→ **Selection**:
First the front seat came out. Being at the bow it seemed that it didn’t really add anything structural to the boat and I tried to make use of every little bit of space I could. On the right side you can see the gas hose that runs to the back and on the left the 8ga wires from the battery to the rear of the boat. I ran two PVC tubes through the bottom to act as conduits – one for the navigation lights and the other for some future wire pull that I didn’t think of before the floor went in.






After I had run the conduits and wires I could think of below the floor, I added 1-1/4” of foam for flotation and sound insulation between the ribs. As it turns out the insulation was a really good idea because I am always clunking things around in the boat and the noise when running is considerably less. I installed the foam with foam glue and weighted it down until it was dry.





Once the foam was in place I cut out cardboard templates for the floor. To me this was one of the most important steps because it let me see what I was going to get before I invested in the real material and it helped avoid making bad cuts and wasting the real stuff when the time came. You can’t really see in the photo’s but I rough-cut the template around the ribs and then filled in the specific shapes with small pieces of tape. When I was done I had a pretty accurate template of all the shapes I would cut.














One big decision for me was what material to make the deck and floor out of. Again, I was concerned about weight so I had to be careful about the thickness as well as the type of material I used. Even though it was a lot more expensive than plywood, I decided to use Sintra, a PVC sheet material. I was able to cut out (barely) all the parts I needed out of one 1/2” - 4’x8’sheet of material, otherwise, at $110/sheet, I would have had to use something else. The Sintra is lighter than plywood, cuts easily and will last forever. The floor was pretty easy.

I took a long time trying to figure out the deck. I decided to use aluminum angle for the framing to save weight and I got some for free. I engineered the framing as I went along, trying to figure out one problem at a time. I decided to pop-rivet the frame as I can’t weld so I just cut and clamped my way along until I had figured out what configuration worked best. You can use a carbide-tipped blade in a power miter saw to cut aluminum stock, just be absolutely sure to wear face protection. 

There were two problems with the deck that I got stuck on and couldn’t decide how to solve. One was the deck hatch. I was afraid of doing a crappy job on the hatch if I made it myself but I didn’t want to spend the $ on a factory one. I looked online at a lot of suppliers and finally found one that was big enough but not too expensive so I opted to buy the hatch cover.

The second was more serious. I intended to put the gas tank and battery both under the front deck. I’m not sure how real the danger of gas fumes building up inside the deck is and a possible spark from the battery causing an explosion, but it was real enough for me to take some time to figure out how to separate the two. It took a bit of work but I managed to seal off a separate gas tank compartment within the deck space.

→ **Set tasks**:
A. Please extract everything in the boat build text from "First the front" down to "floor went in.".
B. In the boat build text, what material was chosen for the deck and floor?
C. Carry the boat build text forward from its last sentence.
The listing after this point is separate from the boat build text.

→ **Provided data**:

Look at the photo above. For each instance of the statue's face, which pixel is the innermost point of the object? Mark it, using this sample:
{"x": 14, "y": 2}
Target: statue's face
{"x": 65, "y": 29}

→ **The results**:
A.
First the front seat came out. Being at the bow it seemed that it didn’t really add anything structural to the boat and I tried to make use of every little bit of space I could. On the right side you can see the gas hose that runs to the back and on the left the 8ga wires from the battery to the rear of the boat. I ran two PVC tubes through the bottom to act as conduits – one for the navigation lights and the other for some future wire pull that I didn’t think of before the floor went in.

B. Sintra, a PVC sheet material.

C.
This meant that I had to also have separate access to the gas tank and I used a 6”d. round deck plate placed directly over the fill cap on the gas can. You probably have already seen the flaw in this plan, but you can’t get gas tank out through a 6” hole. I figured this little problem out the first time I thought of actually putting the boat on top of my camper and not on the boat trailer. Needless to say, the upside-down gas tank isn’t going to work too well. For now, the deck top is screwed on and I can remove the tank that way, but maybe a second hatch cover big enough for the tank to fit through will be the answer. I have been hauling it on a trailer for now so I haven’t had to face this mistake yet. You can see in the photo I foamed the cavity around the tank to seal it from the rest of the deck. It does a pretty good job of sealing the two compartments once the deck top is on. I also added in a ventilation grille for the gas tank side of the deck. Note the foam all around for the seal and the cardboard template to the left of the boat.






The battery tie-down.






The gas tank tie-down.






The deck before carpet. This is the black Sintra PVC sheet material. I glued the carpet on with carpet glue – contact cement. The carpet was medium grade marine carpet. Given that the Sintra will last forever, I might have spent the extra to get a longer lasting carpet. I keep the boat covered so maybe the carpet will hold up ok.






The deck on and flooring in. The deck has the hatch cover, 6” round deck plate over the gas filler, seat mount and trolling motor plug-in all installed. Note that I ran another PVC tube along the left side (the red tube) for the battery wires, trying to eliminate as many hook-snagging wires as possible.






The gas-fill cover.






The hatch and gas-fill cover.






The finished floor and deck.






The mistakes – 

Besides the gas tank mistake the other main one turned out to be putting the battery in front. After all the trouble to separate the battery and gas, the weight distribution with the additional weight of the deck materials in front turned out to be too much weight forward. I couldn’t get the boat up on plane with that much weight in front so given the choice of moving either the gas or the battery to the back I opted for the battery. It was an easy fix and the 8ga. wires running front-to-back were still good to connect the bow-mounted trolling motor. The battery move was pretty simple.

I don’t have pics of the boat with seats, motor, etc. on and the small electrical control panel yet but I’ll add those later.

A few $ saving things I figured out along the way –
It seems anything sold as a boat part is more expensive than it would otherwise be. Lots of 12v DC stuff can be bought at car parts stores for less than at most boat places. There are many specific marine parts of course and you have to be careful of the corrosion that will certainly happen, but it is possible to save a little $ by looking around.

I looked for a swivel mount for my locator. The ones I found were an incredible $40 or more. I solved this by getting a tripod mount for $10. It has 1/4x20 threads and I just tapped the hard plastic mount of my Humminbird to fit. It only has a ball-and-socket at one end, but it does the job ok.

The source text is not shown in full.